[Stored data]
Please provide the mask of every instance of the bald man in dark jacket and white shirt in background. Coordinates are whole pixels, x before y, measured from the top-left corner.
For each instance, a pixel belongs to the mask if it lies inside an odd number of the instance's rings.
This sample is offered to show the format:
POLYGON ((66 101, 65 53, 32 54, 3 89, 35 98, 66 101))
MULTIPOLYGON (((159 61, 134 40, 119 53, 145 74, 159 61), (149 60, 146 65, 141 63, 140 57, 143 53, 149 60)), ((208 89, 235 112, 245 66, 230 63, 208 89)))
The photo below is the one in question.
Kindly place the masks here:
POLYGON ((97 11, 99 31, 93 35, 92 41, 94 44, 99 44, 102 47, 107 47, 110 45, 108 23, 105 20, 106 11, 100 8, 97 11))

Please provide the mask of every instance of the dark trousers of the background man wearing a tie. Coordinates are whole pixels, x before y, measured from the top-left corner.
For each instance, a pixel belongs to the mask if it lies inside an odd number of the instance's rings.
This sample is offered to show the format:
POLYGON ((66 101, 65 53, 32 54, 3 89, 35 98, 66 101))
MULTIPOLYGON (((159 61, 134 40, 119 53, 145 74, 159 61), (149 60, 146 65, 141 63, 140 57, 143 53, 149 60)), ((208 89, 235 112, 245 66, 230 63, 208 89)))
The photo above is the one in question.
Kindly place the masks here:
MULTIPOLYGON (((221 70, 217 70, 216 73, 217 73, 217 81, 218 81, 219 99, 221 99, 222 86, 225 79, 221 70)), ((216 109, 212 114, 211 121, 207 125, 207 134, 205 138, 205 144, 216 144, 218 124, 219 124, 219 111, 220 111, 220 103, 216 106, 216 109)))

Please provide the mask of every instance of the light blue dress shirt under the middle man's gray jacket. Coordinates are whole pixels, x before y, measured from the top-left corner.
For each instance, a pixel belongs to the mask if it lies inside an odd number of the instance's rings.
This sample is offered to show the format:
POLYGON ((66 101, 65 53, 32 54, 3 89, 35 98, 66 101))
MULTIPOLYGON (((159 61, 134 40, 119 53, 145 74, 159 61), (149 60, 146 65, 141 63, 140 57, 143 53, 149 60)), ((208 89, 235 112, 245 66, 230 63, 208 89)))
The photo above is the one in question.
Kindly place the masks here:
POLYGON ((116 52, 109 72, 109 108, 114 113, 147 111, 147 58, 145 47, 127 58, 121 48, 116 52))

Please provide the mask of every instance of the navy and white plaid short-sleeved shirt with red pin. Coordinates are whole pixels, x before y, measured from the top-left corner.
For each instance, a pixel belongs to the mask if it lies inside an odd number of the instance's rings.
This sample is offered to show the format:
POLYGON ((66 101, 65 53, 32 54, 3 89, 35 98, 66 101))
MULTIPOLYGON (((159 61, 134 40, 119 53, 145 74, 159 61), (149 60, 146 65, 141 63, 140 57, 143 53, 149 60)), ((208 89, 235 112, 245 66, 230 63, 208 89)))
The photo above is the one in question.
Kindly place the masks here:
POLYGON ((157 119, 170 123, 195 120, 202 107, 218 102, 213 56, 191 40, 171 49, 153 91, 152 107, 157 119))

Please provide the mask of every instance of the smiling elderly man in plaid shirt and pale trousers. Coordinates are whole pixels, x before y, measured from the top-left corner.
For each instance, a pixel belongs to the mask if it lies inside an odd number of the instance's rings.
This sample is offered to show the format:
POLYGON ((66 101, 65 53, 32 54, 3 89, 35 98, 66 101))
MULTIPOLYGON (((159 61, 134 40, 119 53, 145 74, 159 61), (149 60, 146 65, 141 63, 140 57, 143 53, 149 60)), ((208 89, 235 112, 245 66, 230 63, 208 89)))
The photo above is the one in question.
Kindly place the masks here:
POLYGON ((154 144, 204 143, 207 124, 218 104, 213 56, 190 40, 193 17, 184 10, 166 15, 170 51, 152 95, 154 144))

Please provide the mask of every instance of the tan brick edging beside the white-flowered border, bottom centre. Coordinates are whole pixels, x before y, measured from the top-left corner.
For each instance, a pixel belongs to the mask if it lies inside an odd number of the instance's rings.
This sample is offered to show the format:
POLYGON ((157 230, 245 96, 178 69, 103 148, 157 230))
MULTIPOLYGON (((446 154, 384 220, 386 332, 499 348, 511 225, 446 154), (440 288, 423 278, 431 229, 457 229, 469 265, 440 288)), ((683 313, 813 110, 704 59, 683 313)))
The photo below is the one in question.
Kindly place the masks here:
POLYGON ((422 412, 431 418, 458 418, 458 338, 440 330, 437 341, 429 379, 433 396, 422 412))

■ THE TASK: Exactly how many lines of the data above hold the word "measured"? The number is the whole answer.

■ RESULT BELOW: 6